### EXTRAIT DU DOCUMENT

24 Le messager du Seigneur se plaça alors dans un sentier entre les vignes ; il y avait une clôture d’un côté et une clôture de l’autre.
25 Quand l’ânesse vit le messager du Seigneur, elle se serra contre le mur et serra la jambe de Balaam contre le mur. Il la frappa de nouveau.
26 Le messager du Seigneur passa plus loin et se plaça dans un endroit resserré où il n’y avait pas de place pour s’écarter à droite ni à gauche.
27 Quand l’ânesse vit le messager du Seigneur, elle se coucha sous Balaam. Balaam se mit en colère ; il frappa l’ânesse avec son bâton.
28 Alors le Seigneur ouvrit la bouche de l’ânesse ; elle dit à Balaam : Que t’ai-je fait, pour que tu m’aies frappée par trois fois ?
29 Balaam répondit à l’ânesse : Tu t’es jouée de moi ! Si j’avais une épée à la main, je t’aurais tuée maintenant.
30 L’ânesse dit à Balaam : Ne suis-je pas ton ânesse, celle que tu as montée de tout temps, jusqu’à ce jour ? Ai-je l’habitude d’agir ainsi envers toi ? Il répondit : Non !
31 Alors le Seigneur ouvrit les yeux de Balaam : il vit le messager du Seigneur posté sur le chemin, son épée tirée ; il s’inclina et se prosterna face contre terre.
Prédication
Il y a des contes dans la Bible, comme celui de l’ânesse de Balaam qui voit le messager de l’Éternel et qui parle. Aussi le conte de Jonas, le prophète récalcitrant qui est avalé et recraché par un gros poisson. Ce sont des contes. Et les contes ne sont pas réservés aux enfants.
En plus, le conte de l’ânesse de Balaam est plein d’humour, ce qui est aussi une bonne manière de faire comprendre ce qu’on cherche à faire comprendre : des portraits, des situations dessinés en quelques traits avec un peu de rire, un peu de sourire.

######
### DONNÉES FOURNIES

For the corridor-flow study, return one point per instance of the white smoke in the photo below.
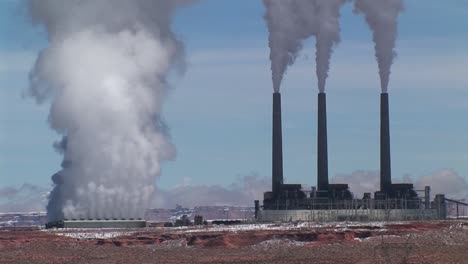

######

VOS TÂCHES
**1)** Restituez mot pour mot le passage de l'extrait sur l'ânesse de Balaam, en commençant par « 26 Le messager » et en continuant jusqu'à « trois fois ? ».
**2)** Répondez à ces questions d'après l'extrait sur l'ânesse de Balaam :
(a) Avec quoi Balaam frappe-t-il l'ânesse quand elle se couche sous lui ?
(b) Que dit Balaam qu'il aurait fait s'il avait eu une épée à la main ?
(c) Quel autre conte de la Bible la prédication cite-t-elle ?

LES RÉSULTATS
**1)**
26 Le messager du Seigneur passa plus loin et se plaça dans un endroit resserré où il n’y avait pas de place pour s’écarter à droite ni à gauche.
27 Quand l’ânesse vit le messager du Seigneur, elle se coucha sous Balaam. Balaam se mit en colère ; il frappa l’ânesse avec son bâton.
28 Alors le Seigneur ouvrit la bouche de l’ânesse ; elle dit à Balaam : Que t’ai-je fait, pour que tu m’aies frappée par trois fois ?

**2)**
(a) Avec son bâton.
(b) Il aurait tué l'ânesse.
(c) Le conte de Jonas, le prophète récalcitrant avalé et recraché par un gros poisson.